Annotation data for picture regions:
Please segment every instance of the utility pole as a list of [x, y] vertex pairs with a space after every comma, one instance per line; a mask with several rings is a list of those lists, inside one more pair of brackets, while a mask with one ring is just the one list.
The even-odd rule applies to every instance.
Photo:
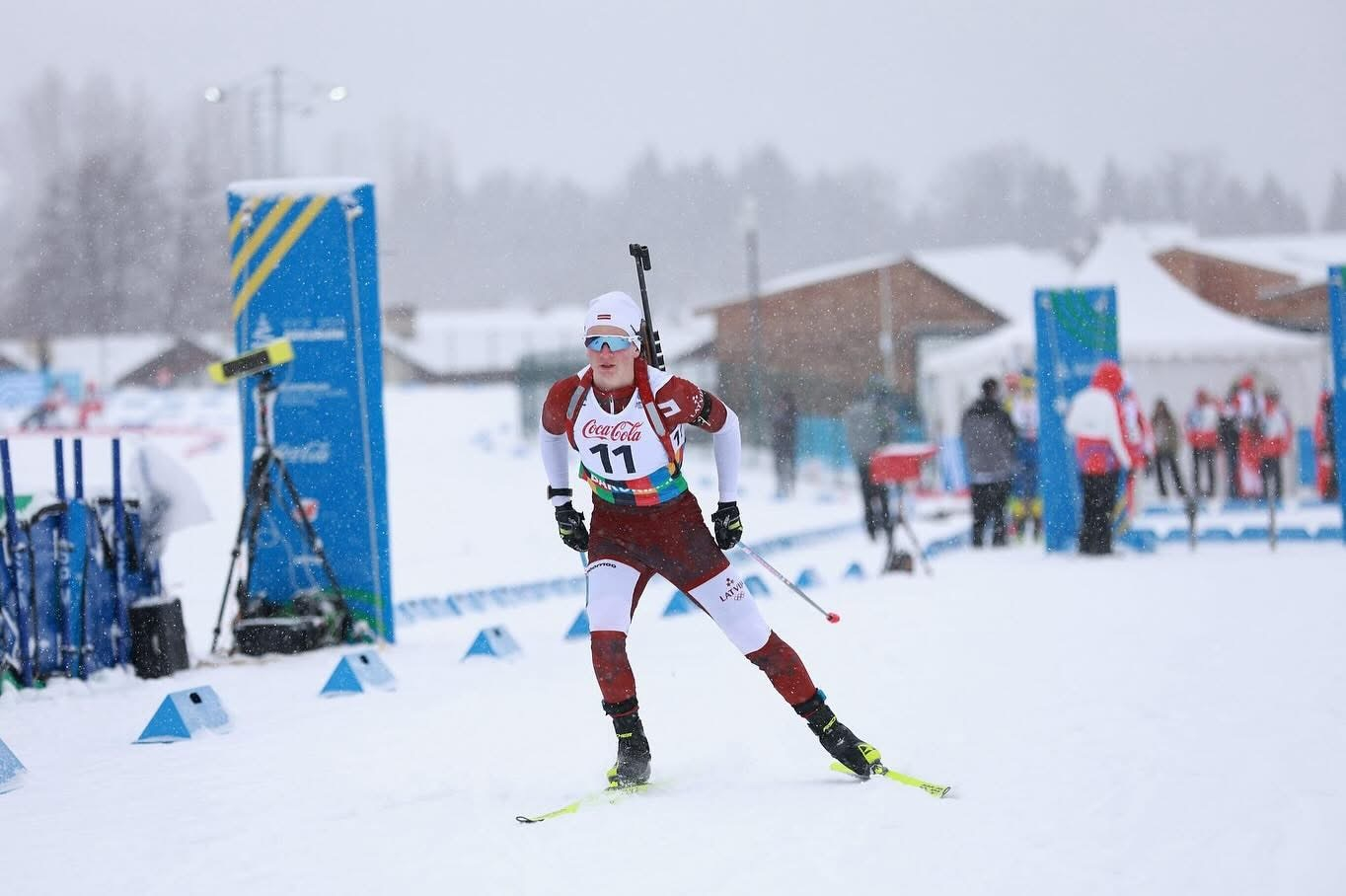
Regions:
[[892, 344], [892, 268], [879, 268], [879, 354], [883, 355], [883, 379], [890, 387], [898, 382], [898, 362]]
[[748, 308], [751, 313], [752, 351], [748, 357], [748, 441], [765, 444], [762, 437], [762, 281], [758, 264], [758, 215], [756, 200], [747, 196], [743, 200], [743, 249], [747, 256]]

...

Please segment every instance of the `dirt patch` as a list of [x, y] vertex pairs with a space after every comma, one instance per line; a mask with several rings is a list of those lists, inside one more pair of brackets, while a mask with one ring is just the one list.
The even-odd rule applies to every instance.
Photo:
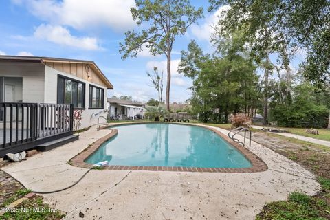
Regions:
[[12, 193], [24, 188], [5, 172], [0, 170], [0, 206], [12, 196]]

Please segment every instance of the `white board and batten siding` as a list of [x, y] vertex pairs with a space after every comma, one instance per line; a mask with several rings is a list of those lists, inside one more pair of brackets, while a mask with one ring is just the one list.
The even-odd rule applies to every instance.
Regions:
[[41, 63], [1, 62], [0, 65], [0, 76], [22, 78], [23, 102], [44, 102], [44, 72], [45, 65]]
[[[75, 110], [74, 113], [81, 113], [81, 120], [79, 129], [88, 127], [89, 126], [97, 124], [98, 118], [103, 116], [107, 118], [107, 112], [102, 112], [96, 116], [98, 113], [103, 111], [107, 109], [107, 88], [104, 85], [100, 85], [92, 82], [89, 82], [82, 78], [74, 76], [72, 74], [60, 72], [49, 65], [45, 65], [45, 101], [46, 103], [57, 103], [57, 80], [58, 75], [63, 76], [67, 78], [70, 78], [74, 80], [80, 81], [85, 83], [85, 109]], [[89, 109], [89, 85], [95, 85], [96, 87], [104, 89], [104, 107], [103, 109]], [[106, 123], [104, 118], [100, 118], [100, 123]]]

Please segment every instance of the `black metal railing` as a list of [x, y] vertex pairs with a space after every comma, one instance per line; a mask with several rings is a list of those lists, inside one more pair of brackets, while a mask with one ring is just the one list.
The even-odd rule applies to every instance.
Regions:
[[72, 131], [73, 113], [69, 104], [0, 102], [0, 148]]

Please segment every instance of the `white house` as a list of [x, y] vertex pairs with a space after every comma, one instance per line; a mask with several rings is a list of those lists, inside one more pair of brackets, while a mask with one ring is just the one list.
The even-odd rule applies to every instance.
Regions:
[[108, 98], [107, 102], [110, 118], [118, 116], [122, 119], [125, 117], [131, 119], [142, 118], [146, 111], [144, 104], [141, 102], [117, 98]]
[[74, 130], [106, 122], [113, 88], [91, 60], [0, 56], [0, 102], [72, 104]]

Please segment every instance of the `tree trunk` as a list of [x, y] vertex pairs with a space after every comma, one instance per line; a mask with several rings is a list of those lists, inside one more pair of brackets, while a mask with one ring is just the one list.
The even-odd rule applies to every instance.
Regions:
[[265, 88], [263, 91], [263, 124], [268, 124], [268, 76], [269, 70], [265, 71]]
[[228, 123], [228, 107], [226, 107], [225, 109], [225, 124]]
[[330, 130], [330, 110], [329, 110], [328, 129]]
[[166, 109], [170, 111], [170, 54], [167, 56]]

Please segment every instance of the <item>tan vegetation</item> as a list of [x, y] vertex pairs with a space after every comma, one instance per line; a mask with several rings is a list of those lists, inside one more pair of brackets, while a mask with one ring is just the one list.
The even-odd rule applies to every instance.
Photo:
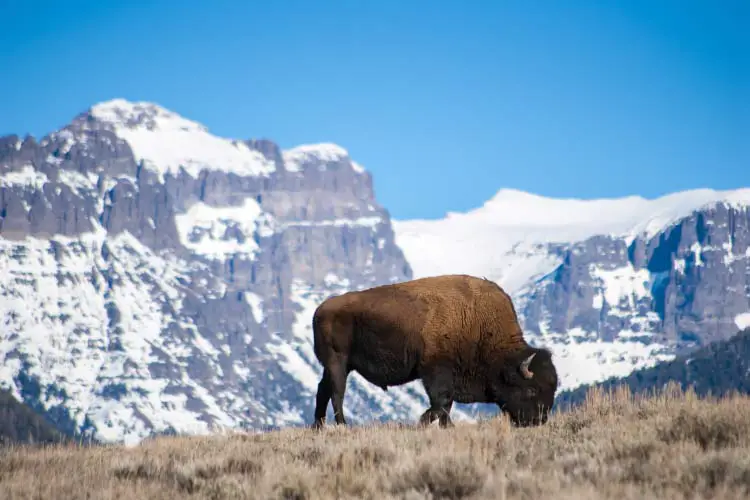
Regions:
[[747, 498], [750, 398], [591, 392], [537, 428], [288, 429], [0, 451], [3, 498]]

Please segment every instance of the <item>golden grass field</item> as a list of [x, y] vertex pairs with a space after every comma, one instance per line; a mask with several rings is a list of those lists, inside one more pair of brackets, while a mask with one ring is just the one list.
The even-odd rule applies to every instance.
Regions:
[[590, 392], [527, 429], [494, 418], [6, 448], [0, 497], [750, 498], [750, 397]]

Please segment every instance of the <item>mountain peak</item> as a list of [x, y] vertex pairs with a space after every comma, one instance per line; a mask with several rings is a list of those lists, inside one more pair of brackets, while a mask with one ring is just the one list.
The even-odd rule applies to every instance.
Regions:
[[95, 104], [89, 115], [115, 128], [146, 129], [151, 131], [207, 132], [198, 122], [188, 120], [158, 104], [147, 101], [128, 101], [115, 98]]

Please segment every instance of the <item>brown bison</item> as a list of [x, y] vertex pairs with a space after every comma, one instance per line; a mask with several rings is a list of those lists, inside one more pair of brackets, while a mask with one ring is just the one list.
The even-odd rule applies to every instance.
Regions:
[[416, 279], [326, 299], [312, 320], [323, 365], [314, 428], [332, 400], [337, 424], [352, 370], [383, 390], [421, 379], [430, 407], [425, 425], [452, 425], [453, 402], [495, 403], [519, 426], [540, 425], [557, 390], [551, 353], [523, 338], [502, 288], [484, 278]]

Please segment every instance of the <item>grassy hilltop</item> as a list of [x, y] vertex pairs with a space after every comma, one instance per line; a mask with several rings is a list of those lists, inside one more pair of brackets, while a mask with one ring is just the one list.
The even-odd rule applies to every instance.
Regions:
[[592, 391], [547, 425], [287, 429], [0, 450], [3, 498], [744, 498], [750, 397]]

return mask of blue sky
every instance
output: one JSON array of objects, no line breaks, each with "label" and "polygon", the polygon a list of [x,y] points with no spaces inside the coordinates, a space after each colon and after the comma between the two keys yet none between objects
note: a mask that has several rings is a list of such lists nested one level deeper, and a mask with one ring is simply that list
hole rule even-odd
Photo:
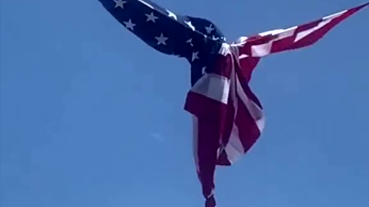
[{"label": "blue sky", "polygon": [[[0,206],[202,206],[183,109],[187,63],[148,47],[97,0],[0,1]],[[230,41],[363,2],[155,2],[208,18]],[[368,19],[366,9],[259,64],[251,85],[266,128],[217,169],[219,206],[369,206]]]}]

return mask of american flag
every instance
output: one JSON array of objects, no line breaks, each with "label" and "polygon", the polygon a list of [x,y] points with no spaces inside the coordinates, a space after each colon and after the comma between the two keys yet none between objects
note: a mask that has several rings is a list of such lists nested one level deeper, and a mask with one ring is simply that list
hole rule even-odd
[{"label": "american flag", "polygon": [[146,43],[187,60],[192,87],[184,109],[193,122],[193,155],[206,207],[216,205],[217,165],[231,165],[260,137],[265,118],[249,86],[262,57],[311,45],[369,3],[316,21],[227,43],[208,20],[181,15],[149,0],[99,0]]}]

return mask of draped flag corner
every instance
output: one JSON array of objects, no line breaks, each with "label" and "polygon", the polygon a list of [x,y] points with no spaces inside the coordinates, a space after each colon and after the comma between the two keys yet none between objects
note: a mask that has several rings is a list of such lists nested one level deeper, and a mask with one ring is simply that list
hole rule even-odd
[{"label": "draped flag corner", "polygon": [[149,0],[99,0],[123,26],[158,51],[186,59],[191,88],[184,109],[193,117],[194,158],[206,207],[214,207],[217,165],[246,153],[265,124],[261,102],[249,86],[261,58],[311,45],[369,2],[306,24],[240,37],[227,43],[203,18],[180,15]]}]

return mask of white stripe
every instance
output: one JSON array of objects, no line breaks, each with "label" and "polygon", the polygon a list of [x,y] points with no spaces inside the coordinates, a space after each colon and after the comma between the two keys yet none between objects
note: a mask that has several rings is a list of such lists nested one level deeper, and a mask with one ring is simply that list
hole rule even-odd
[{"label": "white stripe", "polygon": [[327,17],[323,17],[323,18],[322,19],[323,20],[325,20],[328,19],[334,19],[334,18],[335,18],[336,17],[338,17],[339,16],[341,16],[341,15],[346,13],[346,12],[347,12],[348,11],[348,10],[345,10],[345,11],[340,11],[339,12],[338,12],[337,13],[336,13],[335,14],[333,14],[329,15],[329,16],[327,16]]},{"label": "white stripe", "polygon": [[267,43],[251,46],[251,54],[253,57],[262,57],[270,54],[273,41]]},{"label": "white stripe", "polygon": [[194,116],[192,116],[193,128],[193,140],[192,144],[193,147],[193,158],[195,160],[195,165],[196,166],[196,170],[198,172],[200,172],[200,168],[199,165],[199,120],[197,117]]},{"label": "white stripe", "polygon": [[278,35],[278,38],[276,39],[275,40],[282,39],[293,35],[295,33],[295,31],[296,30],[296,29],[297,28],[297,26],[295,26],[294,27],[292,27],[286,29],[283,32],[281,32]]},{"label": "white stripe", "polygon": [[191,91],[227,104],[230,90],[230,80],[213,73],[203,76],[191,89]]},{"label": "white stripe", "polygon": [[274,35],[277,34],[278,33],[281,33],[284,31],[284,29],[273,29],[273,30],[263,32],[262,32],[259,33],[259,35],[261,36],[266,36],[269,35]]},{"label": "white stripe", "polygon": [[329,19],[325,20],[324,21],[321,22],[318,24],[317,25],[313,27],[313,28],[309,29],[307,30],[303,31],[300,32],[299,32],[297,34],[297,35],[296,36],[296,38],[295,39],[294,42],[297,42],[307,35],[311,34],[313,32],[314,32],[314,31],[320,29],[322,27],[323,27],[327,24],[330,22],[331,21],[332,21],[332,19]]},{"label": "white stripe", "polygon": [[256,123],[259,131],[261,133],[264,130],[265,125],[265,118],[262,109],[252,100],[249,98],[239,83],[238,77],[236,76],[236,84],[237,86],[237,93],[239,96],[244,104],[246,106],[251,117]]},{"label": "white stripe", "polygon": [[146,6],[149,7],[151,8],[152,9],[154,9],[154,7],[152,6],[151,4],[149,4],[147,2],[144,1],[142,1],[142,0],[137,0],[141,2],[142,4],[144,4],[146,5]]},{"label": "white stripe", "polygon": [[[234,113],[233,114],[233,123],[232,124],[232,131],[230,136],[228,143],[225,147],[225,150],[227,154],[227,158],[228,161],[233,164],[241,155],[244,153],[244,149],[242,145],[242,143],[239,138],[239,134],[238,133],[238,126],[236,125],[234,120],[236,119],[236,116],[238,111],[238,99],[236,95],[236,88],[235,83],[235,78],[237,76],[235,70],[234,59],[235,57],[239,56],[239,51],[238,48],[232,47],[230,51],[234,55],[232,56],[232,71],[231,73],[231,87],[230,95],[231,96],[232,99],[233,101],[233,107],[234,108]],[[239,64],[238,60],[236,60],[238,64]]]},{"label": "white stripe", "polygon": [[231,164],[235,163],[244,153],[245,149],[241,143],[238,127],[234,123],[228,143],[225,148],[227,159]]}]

* * *

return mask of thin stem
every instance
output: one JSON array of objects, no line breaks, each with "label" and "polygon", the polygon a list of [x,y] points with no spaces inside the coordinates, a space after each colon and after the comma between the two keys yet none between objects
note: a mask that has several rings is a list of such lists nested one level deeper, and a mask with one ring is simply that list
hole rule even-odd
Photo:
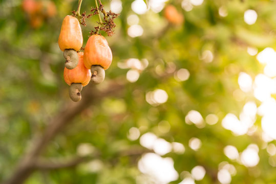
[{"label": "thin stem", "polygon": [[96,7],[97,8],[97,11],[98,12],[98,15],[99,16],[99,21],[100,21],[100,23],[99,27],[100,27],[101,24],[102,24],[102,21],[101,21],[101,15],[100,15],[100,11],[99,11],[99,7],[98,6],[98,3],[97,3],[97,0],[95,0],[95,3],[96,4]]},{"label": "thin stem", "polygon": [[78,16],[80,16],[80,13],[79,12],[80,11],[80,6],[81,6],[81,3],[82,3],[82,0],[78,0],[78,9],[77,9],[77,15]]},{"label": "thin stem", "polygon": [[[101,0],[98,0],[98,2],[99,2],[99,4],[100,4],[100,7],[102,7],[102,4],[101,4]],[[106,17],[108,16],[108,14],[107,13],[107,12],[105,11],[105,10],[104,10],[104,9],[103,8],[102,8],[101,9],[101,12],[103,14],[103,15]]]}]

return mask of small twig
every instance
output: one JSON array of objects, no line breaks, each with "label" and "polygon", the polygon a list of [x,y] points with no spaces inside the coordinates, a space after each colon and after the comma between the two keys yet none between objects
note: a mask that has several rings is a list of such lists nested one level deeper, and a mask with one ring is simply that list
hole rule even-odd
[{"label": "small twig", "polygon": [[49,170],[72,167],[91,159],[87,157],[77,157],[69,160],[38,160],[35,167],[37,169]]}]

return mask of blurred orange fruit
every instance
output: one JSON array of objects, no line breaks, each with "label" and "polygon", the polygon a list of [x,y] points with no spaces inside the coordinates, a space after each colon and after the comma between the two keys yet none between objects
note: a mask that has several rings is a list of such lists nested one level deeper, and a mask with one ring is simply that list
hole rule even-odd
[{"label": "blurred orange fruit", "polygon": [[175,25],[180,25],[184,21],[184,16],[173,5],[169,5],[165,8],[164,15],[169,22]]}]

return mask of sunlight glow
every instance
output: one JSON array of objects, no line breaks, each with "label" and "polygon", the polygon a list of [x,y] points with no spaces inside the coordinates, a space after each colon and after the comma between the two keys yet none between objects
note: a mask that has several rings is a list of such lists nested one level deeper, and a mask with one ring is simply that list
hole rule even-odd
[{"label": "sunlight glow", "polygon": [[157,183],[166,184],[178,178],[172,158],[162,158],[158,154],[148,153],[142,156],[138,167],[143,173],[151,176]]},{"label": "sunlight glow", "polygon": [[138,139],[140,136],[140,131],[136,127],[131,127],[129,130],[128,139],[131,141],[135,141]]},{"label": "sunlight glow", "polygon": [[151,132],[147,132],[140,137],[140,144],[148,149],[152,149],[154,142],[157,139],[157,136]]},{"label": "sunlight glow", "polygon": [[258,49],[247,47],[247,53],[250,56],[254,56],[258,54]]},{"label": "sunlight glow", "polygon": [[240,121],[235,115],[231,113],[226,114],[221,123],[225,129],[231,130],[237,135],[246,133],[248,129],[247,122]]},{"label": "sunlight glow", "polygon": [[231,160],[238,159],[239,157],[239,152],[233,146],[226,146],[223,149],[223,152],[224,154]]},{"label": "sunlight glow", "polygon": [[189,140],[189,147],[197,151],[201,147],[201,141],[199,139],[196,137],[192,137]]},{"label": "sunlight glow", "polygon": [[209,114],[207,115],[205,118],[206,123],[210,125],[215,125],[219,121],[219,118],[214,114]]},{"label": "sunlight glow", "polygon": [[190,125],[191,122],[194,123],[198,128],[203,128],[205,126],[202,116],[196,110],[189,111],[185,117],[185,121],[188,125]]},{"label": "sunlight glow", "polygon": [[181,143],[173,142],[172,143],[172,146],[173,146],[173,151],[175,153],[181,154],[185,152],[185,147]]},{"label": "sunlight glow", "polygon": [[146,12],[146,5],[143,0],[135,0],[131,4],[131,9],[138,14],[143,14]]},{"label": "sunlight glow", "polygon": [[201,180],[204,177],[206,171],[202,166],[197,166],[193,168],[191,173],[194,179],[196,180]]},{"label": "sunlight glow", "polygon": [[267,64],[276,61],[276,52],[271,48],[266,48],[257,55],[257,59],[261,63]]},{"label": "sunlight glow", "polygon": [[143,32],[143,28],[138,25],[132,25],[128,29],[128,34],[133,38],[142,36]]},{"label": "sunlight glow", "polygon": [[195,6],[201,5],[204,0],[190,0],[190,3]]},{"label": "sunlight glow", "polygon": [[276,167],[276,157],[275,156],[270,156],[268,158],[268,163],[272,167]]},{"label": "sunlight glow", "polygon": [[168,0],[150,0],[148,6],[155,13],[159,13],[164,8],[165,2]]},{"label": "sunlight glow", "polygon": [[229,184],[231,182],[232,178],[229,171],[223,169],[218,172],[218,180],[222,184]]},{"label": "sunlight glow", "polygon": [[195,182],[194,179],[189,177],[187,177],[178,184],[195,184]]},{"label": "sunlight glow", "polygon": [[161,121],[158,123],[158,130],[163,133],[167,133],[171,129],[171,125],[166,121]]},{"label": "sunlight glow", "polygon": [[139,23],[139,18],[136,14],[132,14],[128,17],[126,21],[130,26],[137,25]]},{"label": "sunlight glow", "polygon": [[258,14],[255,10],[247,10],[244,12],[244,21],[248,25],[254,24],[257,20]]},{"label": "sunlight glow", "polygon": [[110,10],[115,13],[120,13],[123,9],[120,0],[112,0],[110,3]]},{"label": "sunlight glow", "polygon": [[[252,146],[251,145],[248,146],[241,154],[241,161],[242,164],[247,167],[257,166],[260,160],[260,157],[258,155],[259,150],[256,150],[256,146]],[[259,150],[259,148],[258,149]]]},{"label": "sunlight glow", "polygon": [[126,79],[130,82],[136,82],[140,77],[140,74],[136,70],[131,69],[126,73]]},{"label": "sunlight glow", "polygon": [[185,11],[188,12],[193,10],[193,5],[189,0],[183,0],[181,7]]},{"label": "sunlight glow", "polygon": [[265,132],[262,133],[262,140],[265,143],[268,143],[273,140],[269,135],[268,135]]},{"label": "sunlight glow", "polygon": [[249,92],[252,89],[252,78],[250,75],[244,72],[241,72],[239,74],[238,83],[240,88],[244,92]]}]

- _What you have to do_
Copy the entries verbatim, starting at the line containing "Please segment every instance of the <item>tan" and ending at the line containing "451], [3, 498]]", both included. Leave the picture out of your output.

- _Correct result_
Please segment every instance of the <item>tan vegetation</item> as a list of [x, y] vertex pairs with a space after every comma, one instance per line; a mask with several rings is a list of those lists, inside one more pair of brackets, while a mask with one ring is just the one list.
The even-odd rule applies to every instance.
Photo:
Regions:
[[747, 498], [750, 398], [591, 392], [537, 428], [288, 429], [0, 451], [3, 498]]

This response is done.